- [Exercise] Select every line below that contains the word "apartment", and copy each one in full.

- [Task material]
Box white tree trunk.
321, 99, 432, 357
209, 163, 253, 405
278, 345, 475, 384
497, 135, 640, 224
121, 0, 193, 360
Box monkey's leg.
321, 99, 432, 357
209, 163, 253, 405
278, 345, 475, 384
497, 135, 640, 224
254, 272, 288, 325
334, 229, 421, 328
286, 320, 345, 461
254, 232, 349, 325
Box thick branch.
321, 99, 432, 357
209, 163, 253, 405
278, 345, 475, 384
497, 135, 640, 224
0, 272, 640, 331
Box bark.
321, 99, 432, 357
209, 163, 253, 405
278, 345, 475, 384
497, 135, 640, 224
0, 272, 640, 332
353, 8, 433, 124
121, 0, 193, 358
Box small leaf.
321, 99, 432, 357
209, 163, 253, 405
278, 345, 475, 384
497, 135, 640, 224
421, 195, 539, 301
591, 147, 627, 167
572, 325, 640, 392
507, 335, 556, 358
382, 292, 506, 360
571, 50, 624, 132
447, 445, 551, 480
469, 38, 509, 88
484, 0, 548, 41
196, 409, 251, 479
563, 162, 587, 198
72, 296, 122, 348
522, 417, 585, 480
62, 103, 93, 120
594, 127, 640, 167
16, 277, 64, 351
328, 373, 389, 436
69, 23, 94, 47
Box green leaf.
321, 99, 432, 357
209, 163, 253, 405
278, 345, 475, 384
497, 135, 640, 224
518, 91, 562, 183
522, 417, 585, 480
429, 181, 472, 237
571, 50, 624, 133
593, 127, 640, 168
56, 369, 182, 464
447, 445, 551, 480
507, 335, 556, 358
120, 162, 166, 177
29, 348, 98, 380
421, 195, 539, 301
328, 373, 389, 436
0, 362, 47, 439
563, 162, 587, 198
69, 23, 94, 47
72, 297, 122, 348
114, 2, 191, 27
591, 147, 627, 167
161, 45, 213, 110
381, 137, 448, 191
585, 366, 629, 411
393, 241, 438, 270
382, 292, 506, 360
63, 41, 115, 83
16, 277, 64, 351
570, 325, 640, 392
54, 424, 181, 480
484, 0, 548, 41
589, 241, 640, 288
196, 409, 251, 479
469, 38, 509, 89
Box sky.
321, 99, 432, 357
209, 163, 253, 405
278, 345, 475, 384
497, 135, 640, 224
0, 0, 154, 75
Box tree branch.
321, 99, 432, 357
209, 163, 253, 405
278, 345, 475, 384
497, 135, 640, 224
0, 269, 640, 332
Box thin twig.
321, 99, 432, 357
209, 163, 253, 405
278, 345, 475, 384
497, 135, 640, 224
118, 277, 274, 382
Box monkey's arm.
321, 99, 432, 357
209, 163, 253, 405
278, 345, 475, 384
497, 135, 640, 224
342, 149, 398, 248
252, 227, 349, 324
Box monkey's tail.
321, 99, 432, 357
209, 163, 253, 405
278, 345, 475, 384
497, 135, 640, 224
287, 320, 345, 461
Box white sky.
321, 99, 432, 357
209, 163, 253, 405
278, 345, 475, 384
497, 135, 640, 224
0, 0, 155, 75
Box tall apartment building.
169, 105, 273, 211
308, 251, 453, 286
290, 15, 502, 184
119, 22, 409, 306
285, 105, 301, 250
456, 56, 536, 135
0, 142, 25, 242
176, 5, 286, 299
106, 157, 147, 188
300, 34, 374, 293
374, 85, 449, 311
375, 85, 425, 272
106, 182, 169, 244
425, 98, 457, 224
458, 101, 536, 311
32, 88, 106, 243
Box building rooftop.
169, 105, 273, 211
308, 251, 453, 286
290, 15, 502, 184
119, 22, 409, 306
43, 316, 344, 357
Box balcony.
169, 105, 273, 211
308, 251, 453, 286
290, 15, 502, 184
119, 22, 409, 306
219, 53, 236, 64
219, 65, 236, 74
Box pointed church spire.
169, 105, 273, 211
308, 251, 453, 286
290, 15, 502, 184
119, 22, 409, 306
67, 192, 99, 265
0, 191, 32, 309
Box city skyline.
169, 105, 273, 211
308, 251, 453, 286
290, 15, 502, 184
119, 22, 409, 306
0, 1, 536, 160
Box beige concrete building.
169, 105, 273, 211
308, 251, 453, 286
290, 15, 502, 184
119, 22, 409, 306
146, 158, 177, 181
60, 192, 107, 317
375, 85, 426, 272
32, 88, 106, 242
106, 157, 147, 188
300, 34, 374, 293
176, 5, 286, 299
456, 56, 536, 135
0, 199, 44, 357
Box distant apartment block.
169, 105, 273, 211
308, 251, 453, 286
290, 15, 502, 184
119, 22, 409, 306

- [Result for this exercise]
Box tall apartment building.
Box distant apartment block.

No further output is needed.